**Goal:** Edit the records below by changing every "/v1/detect" to "/v2/detect". Leave every other character as it is.

**Excerpted data:**
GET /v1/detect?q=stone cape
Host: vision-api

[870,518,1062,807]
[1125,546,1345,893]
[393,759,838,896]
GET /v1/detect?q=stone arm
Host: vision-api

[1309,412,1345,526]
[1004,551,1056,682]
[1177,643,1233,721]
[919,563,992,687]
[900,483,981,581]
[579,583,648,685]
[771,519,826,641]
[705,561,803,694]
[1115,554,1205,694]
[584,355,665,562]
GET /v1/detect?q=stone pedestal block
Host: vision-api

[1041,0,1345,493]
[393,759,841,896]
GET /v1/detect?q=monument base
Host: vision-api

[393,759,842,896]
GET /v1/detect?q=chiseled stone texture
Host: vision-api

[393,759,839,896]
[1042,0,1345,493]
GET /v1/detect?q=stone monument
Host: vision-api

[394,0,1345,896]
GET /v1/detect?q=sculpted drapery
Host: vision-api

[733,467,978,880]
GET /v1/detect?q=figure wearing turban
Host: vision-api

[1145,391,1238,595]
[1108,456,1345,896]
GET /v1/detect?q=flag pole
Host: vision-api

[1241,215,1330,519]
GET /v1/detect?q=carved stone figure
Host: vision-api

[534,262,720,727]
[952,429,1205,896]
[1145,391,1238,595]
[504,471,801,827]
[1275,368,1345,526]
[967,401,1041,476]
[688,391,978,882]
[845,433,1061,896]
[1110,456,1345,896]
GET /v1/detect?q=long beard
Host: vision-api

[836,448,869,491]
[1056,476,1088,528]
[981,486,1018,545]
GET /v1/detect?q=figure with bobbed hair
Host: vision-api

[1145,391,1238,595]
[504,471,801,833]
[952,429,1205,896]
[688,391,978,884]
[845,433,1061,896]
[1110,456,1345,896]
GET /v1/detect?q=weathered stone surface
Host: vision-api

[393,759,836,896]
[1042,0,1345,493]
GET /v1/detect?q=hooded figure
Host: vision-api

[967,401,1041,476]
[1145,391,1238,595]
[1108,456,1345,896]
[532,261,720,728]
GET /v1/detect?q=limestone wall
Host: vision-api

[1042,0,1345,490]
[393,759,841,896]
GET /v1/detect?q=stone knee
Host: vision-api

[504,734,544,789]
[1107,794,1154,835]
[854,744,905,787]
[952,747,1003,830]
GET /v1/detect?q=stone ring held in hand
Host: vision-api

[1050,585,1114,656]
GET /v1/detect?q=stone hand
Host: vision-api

**Written answer:**
GET /v2/detect?q=stone cape
Host: vision-api

[870,518,1062,807]
[1125,546,1345,893]
[393,759,838,896]
GET /v2/detect?q=stone arm
Host: vision-api

[1309,412,1345,526]
[1004,551,1056,682]
[1177,643,1233,721]
[919,563,992,687]
[900,483,981,581]
[579,583,648,685]
[771,519,826,641]
[705,561,803,694]
[1115,554,1205,694]
[584,355,665,562]
GET /v2/detect?q=stone pedestal block
Host: vision-api

[1041,0,1345,493]
[393,759,841,896]
GET /v2/detect?q=monument base
Host: vision-api

[393,759,842,896]
GET /v2/detect?q=chiseled stone texture
Host: vision-api

[393,759,839,896]
[1042,0,1345,493]
GET /v2/detect?q=stone monument
Host: vision-api

[394,0,1345,896]
GET /v2/detect?q=sculpted drapery
Host: vision-api

[733,467,978,880]
GET /v2/detect?q=figure wearing turban
Host: vision-api

[1145,391,1238,595]
[1108,456,1345,896]
GET /v2/detect?q=flag pole
Host: vision-api

[1241,215,1330,519]
GET /v2/detect?q=carved stone figure
Host: vision-api

[534,262,720,727]
[952,429,1205,896]
[1145,391,1238,595]
[504,471,801,827]
[1275,368,1345,526]
[967,401,1041,476]
[688,391,978,882]
[845,433,1061,896]
[1110,456,1345,896]
GET /v2/detect?q=long beard
Host: vision-api

[836,448,869,491]
[1056,476,1088,528]
[981,486,1018,545]
GET /v2/detect?q=figure with bobbed hair
Host: vision-api

[1145,391,1238,595]
[504,471,801,833]
[952,429,1205,896]
[688,391,978,884]
[845,433,1061,896]
[1110,456,1345,896]
GET /v2/detect?q=weathered stone surface
Host: vision-api

[393,759,836,896]
[1042,0,1345,493]
GET /v2/detect?q=hooded figure
Host: vision-api

[967,401,1041,476]
[1145,391,1238,595]
[1108,456,1345,896]
[532,261,720,728]
GET /v2/detect?q=limestone wall
Host: vision-api

[1042,0,1345,490]
[393,759,841,896]
GET /v2/detect?q=stone knee
Host: vision-api

[504,734,544,789]
[1107,794,1154,835]
[854,744,905,787]
[952,747,1003,830]
GET /v2/detect?q=stone ring held in hand
Host: vision-api

[1050,585,1114,656]
GET /v2/detect?q=stone hand
Host: vision-api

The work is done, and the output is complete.